### [Exercise]
Pick out and copy every line of the entries below that contains the word "blurred". Treat uppercase and lowercase as different.
::::
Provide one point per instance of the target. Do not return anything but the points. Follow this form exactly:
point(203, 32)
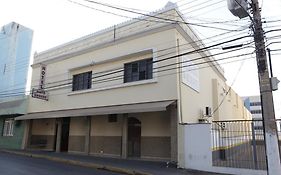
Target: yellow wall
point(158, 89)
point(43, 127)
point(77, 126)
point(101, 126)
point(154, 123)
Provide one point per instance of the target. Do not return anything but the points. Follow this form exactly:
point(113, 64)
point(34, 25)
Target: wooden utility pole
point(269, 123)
::::
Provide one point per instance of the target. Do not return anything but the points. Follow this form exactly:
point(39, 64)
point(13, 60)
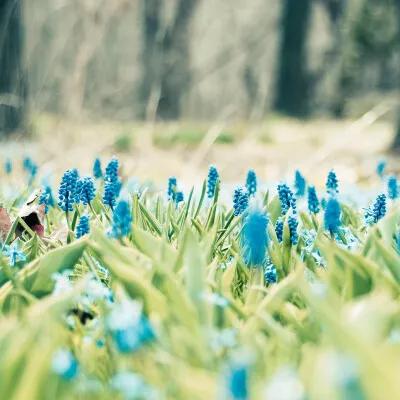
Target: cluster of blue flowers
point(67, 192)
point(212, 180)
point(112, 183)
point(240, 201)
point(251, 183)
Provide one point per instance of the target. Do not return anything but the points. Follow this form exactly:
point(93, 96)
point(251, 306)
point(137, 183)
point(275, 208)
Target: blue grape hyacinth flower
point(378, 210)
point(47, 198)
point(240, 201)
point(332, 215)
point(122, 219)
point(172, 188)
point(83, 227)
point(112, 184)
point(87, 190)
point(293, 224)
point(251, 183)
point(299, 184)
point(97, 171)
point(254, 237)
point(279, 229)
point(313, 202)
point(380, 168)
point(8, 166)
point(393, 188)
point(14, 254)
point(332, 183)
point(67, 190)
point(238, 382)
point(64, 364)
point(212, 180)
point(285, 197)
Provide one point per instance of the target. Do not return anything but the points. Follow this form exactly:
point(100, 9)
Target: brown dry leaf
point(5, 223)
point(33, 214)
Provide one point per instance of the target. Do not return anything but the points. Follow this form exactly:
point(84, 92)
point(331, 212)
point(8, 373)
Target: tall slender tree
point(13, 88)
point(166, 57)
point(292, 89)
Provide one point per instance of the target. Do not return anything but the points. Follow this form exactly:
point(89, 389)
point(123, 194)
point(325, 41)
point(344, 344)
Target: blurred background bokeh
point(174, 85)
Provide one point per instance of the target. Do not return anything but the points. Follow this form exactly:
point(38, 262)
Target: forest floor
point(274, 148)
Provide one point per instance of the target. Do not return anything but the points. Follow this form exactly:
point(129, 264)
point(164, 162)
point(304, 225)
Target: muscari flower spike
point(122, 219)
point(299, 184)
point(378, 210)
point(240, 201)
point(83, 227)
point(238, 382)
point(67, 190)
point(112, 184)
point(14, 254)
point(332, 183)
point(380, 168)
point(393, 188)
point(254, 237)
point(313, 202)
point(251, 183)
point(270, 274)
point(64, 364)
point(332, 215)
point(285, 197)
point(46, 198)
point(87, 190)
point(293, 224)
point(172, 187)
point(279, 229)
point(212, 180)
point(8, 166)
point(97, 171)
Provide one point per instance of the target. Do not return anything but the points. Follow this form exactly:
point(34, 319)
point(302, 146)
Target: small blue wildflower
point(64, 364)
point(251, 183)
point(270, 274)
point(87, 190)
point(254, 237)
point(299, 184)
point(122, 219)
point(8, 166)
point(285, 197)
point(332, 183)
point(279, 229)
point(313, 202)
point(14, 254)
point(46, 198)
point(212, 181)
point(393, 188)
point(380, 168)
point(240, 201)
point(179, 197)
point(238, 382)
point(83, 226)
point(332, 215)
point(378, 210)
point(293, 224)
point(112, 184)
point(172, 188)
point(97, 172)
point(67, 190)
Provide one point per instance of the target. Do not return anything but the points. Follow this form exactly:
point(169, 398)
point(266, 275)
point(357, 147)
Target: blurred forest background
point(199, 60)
::::
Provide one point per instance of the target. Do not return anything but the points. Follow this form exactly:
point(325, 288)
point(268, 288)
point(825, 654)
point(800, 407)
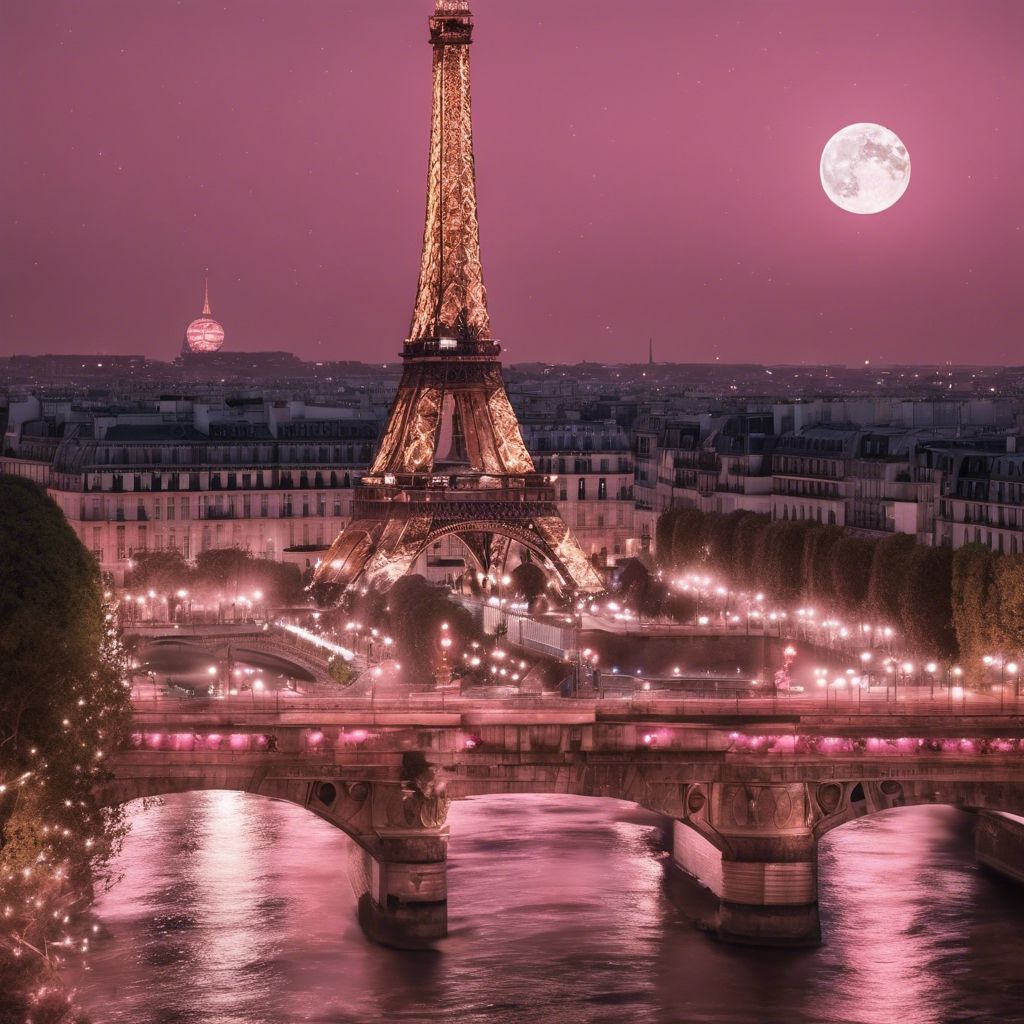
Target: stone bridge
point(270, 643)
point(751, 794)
::::
### [Answer]
Target: blurred background bokeh
Target: blurred forest background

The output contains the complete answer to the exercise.